**Exercise instructions**
1 – According to the passage on the Gospel of Mark, in what year was that gospel likely composed?
2 – Render this sentence from the passage on the Gospel of Mark into Spanish: "New Testament scholars call this “the Messianic Secret”."
3 – Carry the passage on the Gospel of Mark forward from its last sentence.

**Text section**
** START **

The Gospel of Mark, the shortest of the four gospels, was likely composed in 70 A.D. making it also the earliest of the four. However, the fact that it was written first does not mean that it is the most historically accurate. In fact, it is perhaps the mostly overtly theatrical and stylized gospel. There are all sorts of literary conventions that it follows. One example of this is that in Mark, like in the other gospels, the Passion is told in a way that is modeled allegorically on rituals related to the observance of Passover. (This was something that John Shelby Spong taught me.)
Mark is believed to have been written right at the time of the destruction of the second Jewish temple – the gospel references this devastating event, is conscious of it. Yet another feature of Mark is its stylized secrecy. New Testament scholars call this “the Messianic Secret”. Which makes Mark a coy text. There is suspense as we watch the characters act amidst a secret that is concealed from them.
The last thing that I might say about Mark is that it actually has three different endings. All three of the endings are included in the Bible. What are we to make of this? Do we read it as a “choose your own adventure”? Or would that be a “choose your own resurrection”? The normal ending is abrupt and does not offer any resolution. A shorter ending tries to tie it all together in two sentences. A longer ending takes a bit more time to tie it all together, and then offers a bit of apocalyptic sermonizing including mention of snake-handling, poison-drinking, faith-healing, and speaking in tongues. (Which we won’t get into today.)

** END **

**Records**

** START **

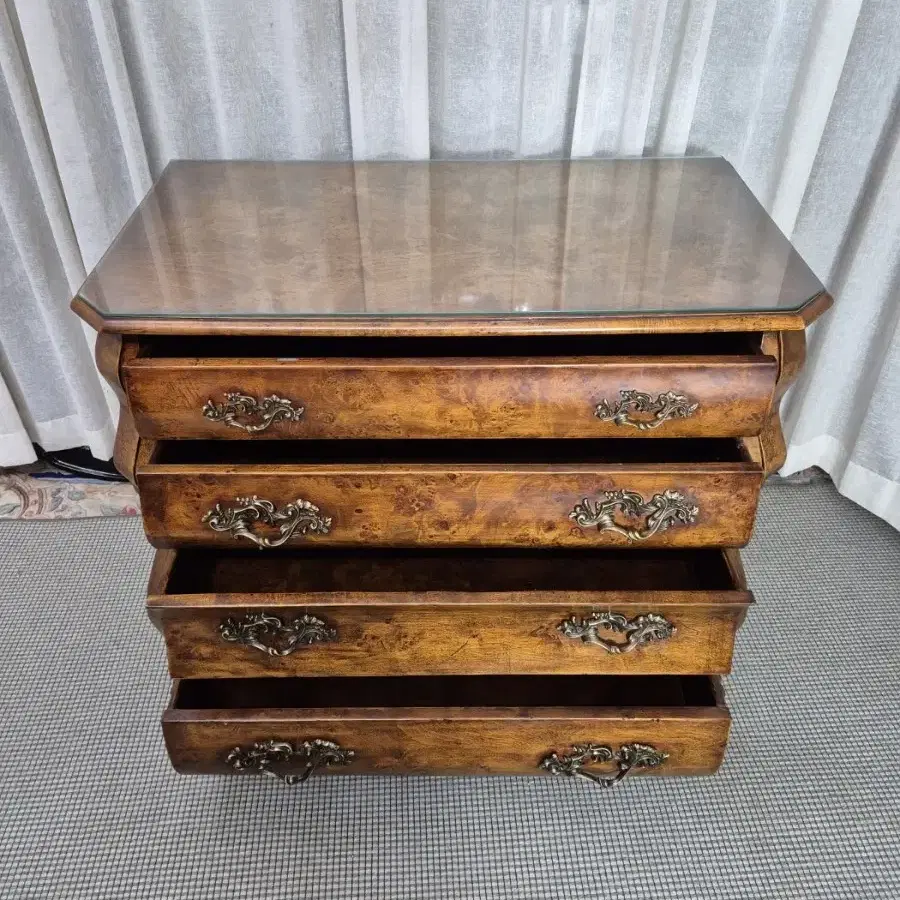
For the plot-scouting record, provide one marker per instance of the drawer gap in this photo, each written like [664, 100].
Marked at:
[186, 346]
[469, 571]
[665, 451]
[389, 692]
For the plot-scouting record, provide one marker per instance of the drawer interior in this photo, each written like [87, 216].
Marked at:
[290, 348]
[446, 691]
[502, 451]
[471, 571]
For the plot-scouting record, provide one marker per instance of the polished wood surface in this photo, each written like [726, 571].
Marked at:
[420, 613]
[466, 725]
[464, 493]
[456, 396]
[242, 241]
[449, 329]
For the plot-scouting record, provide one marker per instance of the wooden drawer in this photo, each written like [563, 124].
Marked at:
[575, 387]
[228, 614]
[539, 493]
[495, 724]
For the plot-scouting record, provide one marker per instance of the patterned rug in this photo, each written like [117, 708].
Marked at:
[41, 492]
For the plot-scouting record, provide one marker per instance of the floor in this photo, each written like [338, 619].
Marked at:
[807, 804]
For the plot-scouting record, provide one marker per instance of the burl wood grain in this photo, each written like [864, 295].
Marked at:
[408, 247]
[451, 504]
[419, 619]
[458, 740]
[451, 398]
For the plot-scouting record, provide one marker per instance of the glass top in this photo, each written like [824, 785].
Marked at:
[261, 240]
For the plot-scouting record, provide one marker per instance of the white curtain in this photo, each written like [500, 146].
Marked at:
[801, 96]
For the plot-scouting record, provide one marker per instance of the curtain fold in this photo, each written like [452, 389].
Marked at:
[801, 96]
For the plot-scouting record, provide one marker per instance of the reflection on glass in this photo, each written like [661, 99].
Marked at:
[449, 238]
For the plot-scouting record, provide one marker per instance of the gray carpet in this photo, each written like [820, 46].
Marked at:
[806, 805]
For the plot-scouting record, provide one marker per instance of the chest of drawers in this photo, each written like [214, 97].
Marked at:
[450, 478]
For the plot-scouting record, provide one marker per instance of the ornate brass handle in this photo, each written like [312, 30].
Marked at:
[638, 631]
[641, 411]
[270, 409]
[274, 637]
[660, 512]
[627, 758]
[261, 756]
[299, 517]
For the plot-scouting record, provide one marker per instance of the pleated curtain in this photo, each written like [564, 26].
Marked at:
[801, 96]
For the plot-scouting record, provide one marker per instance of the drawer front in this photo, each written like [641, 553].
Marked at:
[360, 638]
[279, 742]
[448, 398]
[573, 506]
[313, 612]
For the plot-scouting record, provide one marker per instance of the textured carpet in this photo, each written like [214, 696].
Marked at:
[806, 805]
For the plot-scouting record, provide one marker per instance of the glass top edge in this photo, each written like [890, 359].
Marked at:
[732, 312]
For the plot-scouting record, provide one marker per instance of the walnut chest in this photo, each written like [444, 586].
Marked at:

** END **

**Answers for this exercise**
1 – 70 A.D.

2 – Los estudiosos del Nuevo Testamento llaman a esto «el secreto mesiánico».

3 –
As it turns out, New Testament scholars believe that the early Church struggled with the abrupt, unresolved original ending of Mark and tacked a longer ending onto it. However, this morning I am interested in what the multiple endings may suggest. In the first ending, nobody says anything, for they are afraid. In the shorter ending, they tell it “briefly.” In the longer ending, the news of the resurrection spreads in fits and starts to the entire community.
Whatever happened to telling the truth?
Just take a look at the headlines from this past week. Here in the Kansas City metro-area we had a teenage girl in Independence fake her own abduction. Even more bizarrely, we saw the unraveling of a sympathy scam when it turned out that a couple over in Grain Valley had not actually given birth to sextuplets. Both scams were certainly born out of a desperation that it may be difficult for us to imagine.
On the national level this past week we saw the pending perjury charges against baseball player Barry Bonds. We also saw the ongoing trial of former Enron honcho Jeffrey Skilling. These may be examples of larger-scale liars, or, even more astounding, perhaps Bonds and Skilling are examples of people with a seemingly infinite capacity for self-deception and self-delusion.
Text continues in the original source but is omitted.